= EXCERPT =
"""

I sat on the bike on the top of my driveway with all my womanchild gear and my fantasies and my dream and I couldn’t go down it. I was suddenly paralyzed by fear. The sun blazed hot on my head and I was sweating panicked rivers down my back beneath layers of leather and foam padding. I held the bike there between my shaky legs for several minutes, wondering whether I should or could just go. I was freezing cold and boiling hot at the same time.
It occurred to me that I hadn’t ridden alone at all. There had always been witnesses, multiple witnesses. Now there were none. Until that moment, this hobby and new fixation had been a tremendously social one, and part of the pleasure of it was the intense brotherly bonding, distinctly male and appealing to the side of me that enjoys boy things like fishing and gay sex.
For the first time, I was alone, and things can go terribly bad very quickly in isolation. This I know from vast experience as a loner in my fairly long life so far. As if by magic, likely the witch in me summoning someone for help, my go-to guy ian called, and I held the iphone near the front of my visor and yelled into it. Ian came over and rolled the bike easily down the driveway and down the street. I got on it, engine revving and thirstily chugging down on its now full belly of premium gas, I put it into first gear and rode an inspiring 50 feet and stalled out.

"""

= DATASET RECORDS =
"""

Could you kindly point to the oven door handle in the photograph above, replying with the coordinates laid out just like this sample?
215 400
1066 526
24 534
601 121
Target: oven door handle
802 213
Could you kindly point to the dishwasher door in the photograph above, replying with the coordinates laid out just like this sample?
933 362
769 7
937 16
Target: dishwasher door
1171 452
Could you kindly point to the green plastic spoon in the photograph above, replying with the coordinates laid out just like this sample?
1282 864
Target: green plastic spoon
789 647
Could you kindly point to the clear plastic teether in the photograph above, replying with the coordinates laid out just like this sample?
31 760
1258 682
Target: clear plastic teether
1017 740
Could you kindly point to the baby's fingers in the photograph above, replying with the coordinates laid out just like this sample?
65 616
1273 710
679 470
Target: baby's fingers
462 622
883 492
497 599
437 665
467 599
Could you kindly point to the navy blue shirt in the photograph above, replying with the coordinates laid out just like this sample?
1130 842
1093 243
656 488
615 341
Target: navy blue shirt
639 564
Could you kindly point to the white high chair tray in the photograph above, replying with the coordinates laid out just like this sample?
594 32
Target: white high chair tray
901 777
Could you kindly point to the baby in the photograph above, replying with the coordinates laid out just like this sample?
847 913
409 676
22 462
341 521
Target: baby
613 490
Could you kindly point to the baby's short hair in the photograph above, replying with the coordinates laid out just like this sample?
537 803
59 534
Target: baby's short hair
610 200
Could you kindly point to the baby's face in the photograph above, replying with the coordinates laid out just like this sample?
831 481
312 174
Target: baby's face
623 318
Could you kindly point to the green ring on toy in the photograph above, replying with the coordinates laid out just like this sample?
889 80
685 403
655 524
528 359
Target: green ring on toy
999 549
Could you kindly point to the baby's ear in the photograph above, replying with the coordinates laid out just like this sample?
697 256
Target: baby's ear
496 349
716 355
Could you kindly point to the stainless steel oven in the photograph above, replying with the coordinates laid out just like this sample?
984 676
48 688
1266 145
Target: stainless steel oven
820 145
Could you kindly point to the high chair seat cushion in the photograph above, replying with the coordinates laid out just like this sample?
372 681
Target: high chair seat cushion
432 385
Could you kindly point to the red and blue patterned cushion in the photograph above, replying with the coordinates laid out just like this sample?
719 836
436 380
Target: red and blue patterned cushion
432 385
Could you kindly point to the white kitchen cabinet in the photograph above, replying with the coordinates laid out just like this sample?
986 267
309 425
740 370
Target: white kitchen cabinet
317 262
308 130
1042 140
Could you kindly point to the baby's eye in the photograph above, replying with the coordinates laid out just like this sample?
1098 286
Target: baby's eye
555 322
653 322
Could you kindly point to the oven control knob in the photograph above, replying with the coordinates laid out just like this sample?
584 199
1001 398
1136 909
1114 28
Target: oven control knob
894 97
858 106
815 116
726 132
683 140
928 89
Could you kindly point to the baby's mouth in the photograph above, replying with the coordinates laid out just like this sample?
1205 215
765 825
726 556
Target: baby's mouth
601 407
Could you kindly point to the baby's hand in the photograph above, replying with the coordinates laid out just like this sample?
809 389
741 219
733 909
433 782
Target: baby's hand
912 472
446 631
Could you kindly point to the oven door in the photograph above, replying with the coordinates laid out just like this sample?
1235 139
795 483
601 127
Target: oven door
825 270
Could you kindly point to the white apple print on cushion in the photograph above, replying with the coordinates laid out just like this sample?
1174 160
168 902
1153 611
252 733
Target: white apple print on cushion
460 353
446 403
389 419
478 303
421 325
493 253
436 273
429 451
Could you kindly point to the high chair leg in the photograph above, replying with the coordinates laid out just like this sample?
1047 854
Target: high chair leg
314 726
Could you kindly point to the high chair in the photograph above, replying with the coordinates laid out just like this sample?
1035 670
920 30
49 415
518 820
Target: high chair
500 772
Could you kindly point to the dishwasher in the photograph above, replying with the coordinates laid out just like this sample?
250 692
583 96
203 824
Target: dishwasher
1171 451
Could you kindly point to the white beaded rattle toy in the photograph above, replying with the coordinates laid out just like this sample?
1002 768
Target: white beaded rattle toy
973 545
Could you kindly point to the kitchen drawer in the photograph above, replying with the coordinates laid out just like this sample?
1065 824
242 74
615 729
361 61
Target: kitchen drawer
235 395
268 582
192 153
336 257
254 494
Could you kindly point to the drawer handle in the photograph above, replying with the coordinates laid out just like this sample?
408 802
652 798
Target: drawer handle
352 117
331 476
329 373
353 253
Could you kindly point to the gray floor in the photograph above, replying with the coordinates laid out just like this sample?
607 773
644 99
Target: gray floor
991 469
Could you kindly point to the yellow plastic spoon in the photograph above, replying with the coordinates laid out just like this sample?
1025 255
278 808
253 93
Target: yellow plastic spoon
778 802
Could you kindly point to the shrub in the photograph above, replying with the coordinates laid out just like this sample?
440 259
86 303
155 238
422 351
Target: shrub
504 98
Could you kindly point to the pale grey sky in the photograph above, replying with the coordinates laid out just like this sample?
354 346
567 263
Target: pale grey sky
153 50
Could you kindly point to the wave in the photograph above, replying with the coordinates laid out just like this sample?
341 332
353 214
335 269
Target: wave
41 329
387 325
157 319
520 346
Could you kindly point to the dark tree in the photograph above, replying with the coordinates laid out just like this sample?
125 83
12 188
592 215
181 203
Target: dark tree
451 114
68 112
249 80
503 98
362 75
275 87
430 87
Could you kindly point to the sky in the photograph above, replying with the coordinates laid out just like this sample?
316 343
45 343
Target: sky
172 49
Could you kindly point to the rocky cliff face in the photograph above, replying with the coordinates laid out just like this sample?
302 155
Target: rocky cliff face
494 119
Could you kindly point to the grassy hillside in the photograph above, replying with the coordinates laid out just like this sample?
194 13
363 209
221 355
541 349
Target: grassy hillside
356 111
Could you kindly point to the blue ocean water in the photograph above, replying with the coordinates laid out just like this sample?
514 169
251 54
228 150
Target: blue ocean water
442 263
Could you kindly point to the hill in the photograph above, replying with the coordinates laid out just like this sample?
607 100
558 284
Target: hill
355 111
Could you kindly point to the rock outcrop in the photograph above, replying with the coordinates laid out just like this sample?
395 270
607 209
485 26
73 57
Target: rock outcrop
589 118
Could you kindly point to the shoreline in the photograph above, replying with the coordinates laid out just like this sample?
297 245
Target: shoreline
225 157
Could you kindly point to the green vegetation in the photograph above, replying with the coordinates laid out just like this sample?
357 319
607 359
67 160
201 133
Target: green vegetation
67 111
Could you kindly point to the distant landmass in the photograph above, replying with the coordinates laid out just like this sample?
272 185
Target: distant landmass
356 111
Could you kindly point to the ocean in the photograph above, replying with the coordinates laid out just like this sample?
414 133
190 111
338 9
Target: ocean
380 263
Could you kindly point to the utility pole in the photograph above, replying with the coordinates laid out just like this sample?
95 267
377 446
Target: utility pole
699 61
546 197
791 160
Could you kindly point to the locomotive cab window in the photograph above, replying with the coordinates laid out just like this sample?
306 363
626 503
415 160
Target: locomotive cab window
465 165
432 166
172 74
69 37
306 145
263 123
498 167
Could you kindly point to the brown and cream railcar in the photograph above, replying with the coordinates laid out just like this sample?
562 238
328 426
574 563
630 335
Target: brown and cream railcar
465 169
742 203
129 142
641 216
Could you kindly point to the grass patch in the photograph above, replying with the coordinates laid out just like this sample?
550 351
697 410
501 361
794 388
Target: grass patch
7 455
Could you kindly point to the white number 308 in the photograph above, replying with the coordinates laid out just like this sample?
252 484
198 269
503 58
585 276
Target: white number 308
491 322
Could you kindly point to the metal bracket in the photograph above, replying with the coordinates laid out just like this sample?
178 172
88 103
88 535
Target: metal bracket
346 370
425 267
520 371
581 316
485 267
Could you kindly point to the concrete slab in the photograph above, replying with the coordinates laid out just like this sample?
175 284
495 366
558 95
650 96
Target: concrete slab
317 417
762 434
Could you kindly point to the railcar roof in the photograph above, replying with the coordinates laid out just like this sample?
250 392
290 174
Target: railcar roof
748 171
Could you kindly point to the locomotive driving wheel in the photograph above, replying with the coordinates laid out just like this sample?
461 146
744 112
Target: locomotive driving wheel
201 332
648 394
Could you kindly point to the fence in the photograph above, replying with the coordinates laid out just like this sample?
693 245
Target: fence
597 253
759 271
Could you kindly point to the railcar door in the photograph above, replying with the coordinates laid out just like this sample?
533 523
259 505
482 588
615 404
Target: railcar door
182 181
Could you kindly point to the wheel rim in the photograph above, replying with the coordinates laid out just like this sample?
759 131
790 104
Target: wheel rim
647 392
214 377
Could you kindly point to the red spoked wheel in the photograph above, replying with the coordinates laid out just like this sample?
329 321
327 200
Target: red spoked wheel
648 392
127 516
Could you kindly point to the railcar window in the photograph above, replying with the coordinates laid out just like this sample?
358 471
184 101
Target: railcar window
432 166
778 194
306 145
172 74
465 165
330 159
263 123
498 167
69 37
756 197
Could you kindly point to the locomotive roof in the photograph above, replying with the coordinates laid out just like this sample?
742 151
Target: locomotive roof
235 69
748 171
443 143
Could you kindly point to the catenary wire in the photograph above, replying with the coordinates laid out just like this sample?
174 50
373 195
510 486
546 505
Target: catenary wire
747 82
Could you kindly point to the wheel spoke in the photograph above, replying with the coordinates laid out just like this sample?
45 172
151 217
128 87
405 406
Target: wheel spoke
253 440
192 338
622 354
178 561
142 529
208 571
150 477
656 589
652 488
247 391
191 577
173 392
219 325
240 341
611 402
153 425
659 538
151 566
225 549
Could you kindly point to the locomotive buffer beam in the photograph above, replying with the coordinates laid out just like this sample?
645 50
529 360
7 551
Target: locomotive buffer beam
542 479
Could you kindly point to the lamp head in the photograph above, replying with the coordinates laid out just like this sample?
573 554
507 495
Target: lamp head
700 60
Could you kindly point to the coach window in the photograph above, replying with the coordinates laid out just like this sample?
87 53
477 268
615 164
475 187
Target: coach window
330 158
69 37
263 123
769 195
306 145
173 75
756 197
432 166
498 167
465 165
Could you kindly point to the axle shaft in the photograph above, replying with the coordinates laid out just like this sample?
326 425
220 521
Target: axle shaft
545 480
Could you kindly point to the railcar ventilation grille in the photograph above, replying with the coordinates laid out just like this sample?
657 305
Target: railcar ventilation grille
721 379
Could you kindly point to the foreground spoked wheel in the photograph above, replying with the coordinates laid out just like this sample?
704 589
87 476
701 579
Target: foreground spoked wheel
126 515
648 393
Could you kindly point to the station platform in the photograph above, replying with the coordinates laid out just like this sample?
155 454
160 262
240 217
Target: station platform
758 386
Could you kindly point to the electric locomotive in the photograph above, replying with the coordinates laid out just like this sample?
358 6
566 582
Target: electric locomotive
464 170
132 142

"""

= WORK ORDER 1 =
Copy the passage about the first solo motorcycle ride word for word, from "It occurred to" up to and including "and gay sex.".
= WORK ORDER 2 =
Continue the passage about the first solo motorcycle ride from the point where it stops.

= YOUR RESPONSE 1 =
It occurred to me that I hadn’t ridden alone at all. There had always been witnesses, multiple witnesses. Now there were none. Until that moment, this hobby and new fixation had been a tremendously social one, and part of the pleasure of it was the intense brotherly bonding, distinctly male and appealing to the side of me that enjoys boy things like fishing and gay sex.

= YOUR RESPONSE 2 =
I couldn’t get the Dream going again, although even in times of doubt and trouble, the bike never lost its ability to attract. A man came out of his house to help me, and then another stopped his car in the middle of the street and left it there as he got out to watch me up close kick and fiddle and clutch and repeat, opening and closing the choke as if I knew what I was doing. The men breathed in the fumes of nostalgia coming off the dream and peered at me through the gasoline blurred lens of their memory. They had a bike like this they said. They remembered these bikes well. They hadn’t even thought of one in ages and the sight of it brought them immediate and unprepared to their youth. I could see them as they were, once young and excited. their eyes pointed not at me but deep into the past. This bike is making the years reverse. Two wheels running counterclockwise. If it would only just do what I asked. If it would only listen to my hands and feet. It could take strangers back in time, but it could not take me around the block.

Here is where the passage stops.